**Problem requirements:**
State how many lines in the material contain the string "rocky", with case counting, and give only that number.
=====
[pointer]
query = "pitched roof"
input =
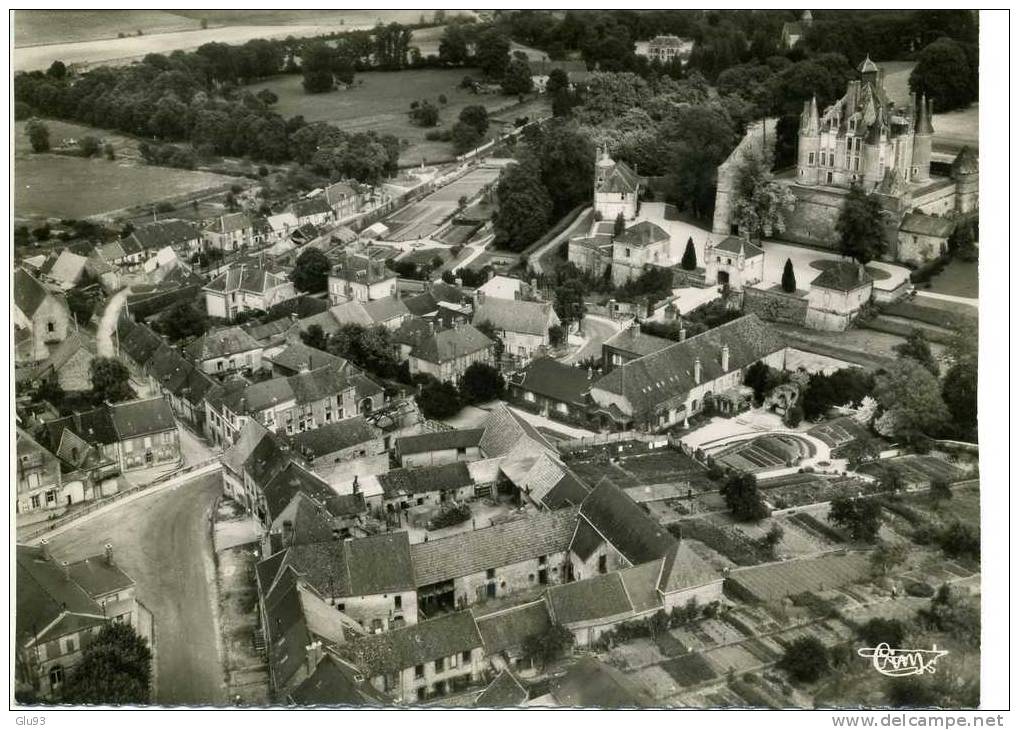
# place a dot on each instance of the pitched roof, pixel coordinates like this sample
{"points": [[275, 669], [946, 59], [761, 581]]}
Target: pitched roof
{"points": [[737, 246], [551, 378], [29, 293], [140, 418], [221, 343], [450, 344], [410, 645], [475, 552], [333, 436], [668, 373], [424, 479], [366, 566], [504, 691], [625, 524], [514, 315], [643, 233], [843, 276], [439, 440]]}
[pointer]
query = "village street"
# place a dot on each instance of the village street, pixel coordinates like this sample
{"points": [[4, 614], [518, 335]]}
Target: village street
{"points": [[163, 542]]}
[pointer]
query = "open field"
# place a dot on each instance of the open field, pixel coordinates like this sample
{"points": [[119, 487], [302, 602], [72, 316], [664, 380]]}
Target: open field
{"points": [[380, 101]]}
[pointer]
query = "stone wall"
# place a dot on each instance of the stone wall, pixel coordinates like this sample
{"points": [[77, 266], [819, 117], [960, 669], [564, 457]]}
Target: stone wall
{"points": [[774, 306]]}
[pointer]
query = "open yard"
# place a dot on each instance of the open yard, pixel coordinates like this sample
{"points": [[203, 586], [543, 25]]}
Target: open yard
{"points": [[380, 101]]}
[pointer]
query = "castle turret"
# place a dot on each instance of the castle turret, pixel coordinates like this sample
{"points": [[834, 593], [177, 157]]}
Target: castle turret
{"points": [[809, 144], [923, 133]]}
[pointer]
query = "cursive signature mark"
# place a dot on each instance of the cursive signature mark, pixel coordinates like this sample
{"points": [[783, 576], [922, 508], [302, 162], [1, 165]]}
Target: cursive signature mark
{"points": [[903, 662]]}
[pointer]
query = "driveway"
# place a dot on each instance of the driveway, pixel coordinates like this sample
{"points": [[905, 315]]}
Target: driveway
{"points": [[163, 542]]}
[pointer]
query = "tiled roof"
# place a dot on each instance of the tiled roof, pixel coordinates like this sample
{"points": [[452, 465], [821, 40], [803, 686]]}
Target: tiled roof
{"points": [[516, 316], [221, 343], [140, 418], [410, 645], [551, 378], [439, 440], [475, 552], [425, 479], [451, 344], [668, 373], [333, 436], [626, 525]]}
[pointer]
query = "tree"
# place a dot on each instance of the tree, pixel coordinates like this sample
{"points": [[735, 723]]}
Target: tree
{"points": [[39, 136], [743, 498], [110, 379], [549, 645], [183, 321], [481, 383], [806, 660], [438, 400], [912, 397], [917, 348], [789, 277], [860, 226], [311, 271], [517, 79], [689, 260], [115, 669], [861, 518], [944, 72]]}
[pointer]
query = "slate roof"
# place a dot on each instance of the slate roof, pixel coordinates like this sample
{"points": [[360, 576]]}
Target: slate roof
{"points": [[632, 340], [333, 436], [844, 276], [668, 373], [625, 524], [514, 315], [450, 344], [410, 645], [736, 246], [140, 418], [504, 691], [508, 628], [551, 378], [424, 479], [220, 344], [506, 543], [643, 233], [29, 293], [366, 566], [439, 440], [926, 225]]}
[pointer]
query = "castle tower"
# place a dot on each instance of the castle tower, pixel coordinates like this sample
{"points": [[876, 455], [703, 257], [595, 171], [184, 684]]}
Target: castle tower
{"points": [[923, 133], [809, 144]]}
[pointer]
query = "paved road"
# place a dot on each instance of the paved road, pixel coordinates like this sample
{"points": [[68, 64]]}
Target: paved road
{"points": [[164, 543], [597, 330]]}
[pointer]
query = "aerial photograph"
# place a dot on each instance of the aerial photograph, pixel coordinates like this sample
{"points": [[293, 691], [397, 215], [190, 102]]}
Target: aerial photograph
{"points": [[495, 359]]}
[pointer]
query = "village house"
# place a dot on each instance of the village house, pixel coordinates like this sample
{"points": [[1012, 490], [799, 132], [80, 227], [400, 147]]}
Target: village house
{"points": [[431, 659], [523, 326], [436, 448], [630, 344], [362, 278], [473, 567], [246, 288], [225, 351], [61, 607], [660, 389], [40, 313], [447, 353]]}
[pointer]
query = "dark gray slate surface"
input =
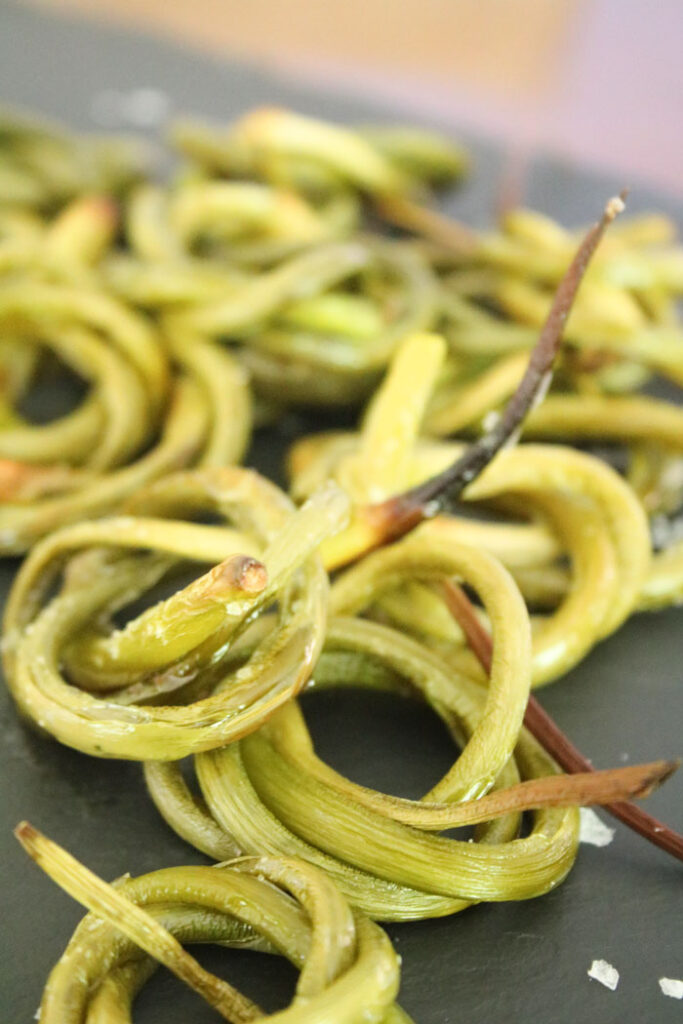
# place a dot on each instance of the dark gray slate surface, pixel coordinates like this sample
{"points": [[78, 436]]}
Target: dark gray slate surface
{"points": [[499, 964]]}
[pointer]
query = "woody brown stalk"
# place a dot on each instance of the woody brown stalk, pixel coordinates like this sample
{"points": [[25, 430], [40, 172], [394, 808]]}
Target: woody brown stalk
{"points": [[548, 733]]}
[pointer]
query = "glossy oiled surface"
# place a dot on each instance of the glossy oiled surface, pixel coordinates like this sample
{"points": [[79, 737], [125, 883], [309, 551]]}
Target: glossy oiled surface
{"points": [[500, 965]]}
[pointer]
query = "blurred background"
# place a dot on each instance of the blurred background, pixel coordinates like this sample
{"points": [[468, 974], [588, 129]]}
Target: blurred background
{"points": [[595, 81]]}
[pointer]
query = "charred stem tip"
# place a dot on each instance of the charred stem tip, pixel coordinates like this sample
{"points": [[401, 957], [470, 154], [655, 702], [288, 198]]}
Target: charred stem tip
{"points": [[242, 572], [437, 494]]}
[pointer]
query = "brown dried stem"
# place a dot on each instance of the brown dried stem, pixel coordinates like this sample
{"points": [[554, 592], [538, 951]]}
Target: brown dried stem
{"points": [[399, 514], [551, 737]]}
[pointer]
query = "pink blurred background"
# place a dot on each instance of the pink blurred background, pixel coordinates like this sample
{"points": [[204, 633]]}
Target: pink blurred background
{"points": [[598, 81]]}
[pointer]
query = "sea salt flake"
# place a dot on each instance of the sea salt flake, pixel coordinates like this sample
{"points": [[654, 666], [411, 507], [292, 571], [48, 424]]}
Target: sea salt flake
{"points": [[604, 973], [672, 986], [592, 829]]}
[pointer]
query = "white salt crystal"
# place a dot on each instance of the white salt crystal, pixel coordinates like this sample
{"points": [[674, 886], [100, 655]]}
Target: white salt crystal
{"points": [[592, 829], [672, 986], [604, 973]]}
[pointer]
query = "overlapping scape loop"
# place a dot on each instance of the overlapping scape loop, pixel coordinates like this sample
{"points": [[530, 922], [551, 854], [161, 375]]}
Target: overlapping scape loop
{"points": [[173, 604], [180, 647], [348, 969]]}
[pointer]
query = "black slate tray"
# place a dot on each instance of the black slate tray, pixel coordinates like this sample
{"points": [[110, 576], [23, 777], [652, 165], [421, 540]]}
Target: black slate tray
{"points": [[500, 964]]}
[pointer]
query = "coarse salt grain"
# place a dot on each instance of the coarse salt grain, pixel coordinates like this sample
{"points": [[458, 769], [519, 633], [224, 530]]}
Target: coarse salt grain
{"points": [[672, 986], [593, 829], [604, 973]]}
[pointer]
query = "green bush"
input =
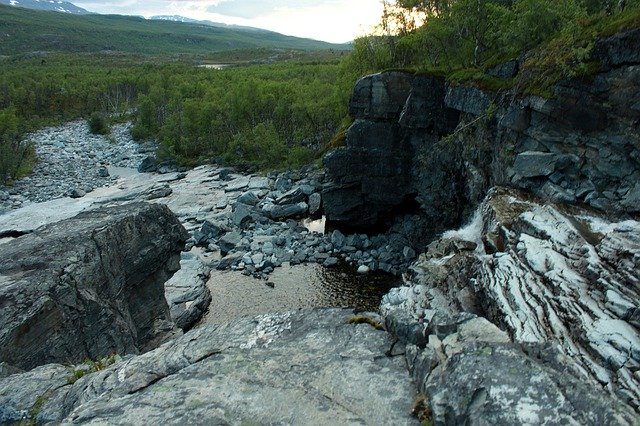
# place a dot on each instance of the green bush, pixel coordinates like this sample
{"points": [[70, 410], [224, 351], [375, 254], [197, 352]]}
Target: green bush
{"points": [[17, 157], [99, 124]]}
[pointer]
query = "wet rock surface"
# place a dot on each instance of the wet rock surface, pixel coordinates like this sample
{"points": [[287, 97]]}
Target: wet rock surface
{"points": [[88, 286], [311, 367], [558, 278]]}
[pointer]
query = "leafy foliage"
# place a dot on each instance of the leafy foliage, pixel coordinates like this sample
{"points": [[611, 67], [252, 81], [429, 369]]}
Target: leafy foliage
{"points": [[467, 37], [257, 117]]}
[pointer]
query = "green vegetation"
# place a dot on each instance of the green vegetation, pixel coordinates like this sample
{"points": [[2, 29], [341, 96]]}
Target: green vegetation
{"points": [[257, 117], [90, 366], [463, 39], [361, 319], [98, 124], [26, 31]]}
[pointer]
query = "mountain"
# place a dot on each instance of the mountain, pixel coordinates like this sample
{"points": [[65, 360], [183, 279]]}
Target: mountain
{"points": [[26, 31], [178, 18], [51, 5]]}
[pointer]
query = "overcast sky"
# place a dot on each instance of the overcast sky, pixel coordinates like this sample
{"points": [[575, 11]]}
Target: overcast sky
{"points": [[330, 20]]}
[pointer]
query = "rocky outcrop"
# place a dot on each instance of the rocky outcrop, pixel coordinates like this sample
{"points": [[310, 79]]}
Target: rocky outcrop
{"points": [[88, 286], [308, 367], [580, 146], [559, 281], [371, 175]]}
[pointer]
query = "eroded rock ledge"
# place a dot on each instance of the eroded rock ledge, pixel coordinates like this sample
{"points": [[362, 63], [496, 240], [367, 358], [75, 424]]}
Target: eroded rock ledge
{"points": [[88, 286], [307, 367], [562, 284]]}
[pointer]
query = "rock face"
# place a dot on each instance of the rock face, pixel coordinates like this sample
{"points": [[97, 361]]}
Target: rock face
{"points": [[562, 282], [372, 174], [308, 367], [582, 146], [88, 286]]}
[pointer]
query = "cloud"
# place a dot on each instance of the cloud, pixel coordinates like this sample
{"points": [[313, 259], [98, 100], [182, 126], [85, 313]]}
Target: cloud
{"points": [[329, 20], [250, 9]]}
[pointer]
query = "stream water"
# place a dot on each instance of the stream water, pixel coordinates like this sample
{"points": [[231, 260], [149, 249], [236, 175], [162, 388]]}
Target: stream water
{"points": [[295, 287]]}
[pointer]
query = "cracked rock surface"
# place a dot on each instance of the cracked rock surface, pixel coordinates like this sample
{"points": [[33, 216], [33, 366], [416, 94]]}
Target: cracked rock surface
{"points": [[558, 280], [88, 286], [307, 367]]}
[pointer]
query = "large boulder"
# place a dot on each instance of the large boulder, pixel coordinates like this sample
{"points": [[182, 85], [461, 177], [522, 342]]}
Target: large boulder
{"points": [[561, 278], [309, 367], [88, 286]]}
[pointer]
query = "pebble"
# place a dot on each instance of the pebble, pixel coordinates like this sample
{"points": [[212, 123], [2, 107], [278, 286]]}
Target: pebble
{"points": [[71, 161]]}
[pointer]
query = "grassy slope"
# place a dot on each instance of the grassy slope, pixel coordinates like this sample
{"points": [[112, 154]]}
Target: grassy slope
{"points": [[23, 31]]}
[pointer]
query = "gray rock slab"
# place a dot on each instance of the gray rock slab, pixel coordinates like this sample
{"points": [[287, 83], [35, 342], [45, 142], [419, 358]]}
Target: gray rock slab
{"points": [[307, 367], [187, 293], [88, 286]]}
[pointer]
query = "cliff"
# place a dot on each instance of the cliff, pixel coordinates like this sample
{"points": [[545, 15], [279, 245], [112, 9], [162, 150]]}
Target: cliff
{"points": [[420, 138], [530, 313]]}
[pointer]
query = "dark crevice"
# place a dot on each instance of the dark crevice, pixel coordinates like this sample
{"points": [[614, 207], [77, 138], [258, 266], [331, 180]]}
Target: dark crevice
{"points": [[14, 233]]}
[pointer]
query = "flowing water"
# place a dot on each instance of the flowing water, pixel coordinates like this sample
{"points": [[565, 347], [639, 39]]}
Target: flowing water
{"points": [[294, 287]]}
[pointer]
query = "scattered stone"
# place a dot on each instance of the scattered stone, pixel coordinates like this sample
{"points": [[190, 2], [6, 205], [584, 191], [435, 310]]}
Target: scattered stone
{"points": [[148, 165], [77, 193], [103, 171]]}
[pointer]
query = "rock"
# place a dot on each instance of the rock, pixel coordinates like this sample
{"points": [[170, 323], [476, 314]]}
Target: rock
{"points": [[88, 286], [283, 184], [330, 261], [161, 192], [294, 196], [238, 184], [148, 165], [538, 262], [210, 230], [249, 198], [239, 372], [337, 239], [505, 70], [288, 211], [229, 242], [229, 260], [103, 171], [380, 96], [187, 293], [315, 204], [241, 215], [363, 269], [77, 193]]}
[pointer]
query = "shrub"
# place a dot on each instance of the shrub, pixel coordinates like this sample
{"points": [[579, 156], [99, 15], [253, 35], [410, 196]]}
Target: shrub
{"points": [[98, 124]]}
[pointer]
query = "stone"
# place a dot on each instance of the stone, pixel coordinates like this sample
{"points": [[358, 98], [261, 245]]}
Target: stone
{"points": [[280, 212], [230, 260], [229, 242], [77, 193], [237, 373], [241, 215], [505, 70], [380, 96], [315, 204], [148, 165], [534, 164], [158, 192], [88, 286], [187, 293], [293, 196], [103, 171], [249, 198], [538, 261]]}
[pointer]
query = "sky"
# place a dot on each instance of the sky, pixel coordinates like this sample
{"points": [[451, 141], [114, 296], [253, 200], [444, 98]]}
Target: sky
{"points": [[336, 21]]}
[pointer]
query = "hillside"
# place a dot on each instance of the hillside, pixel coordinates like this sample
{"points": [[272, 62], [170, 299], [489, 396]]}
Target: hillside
{"points": [[23, 31], [52, 5]]}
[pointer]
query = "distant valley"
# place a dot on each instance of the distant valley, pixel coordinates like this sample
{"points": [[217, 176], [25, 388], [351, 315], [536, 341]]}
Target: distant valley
{"points": [[23, 31]]}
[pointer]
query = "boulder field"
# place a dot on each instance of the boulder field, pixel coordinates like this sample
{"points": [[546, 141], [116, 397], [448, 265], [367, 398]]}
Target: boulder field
{"points": [[528, 314]]}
=====
**Response:**
3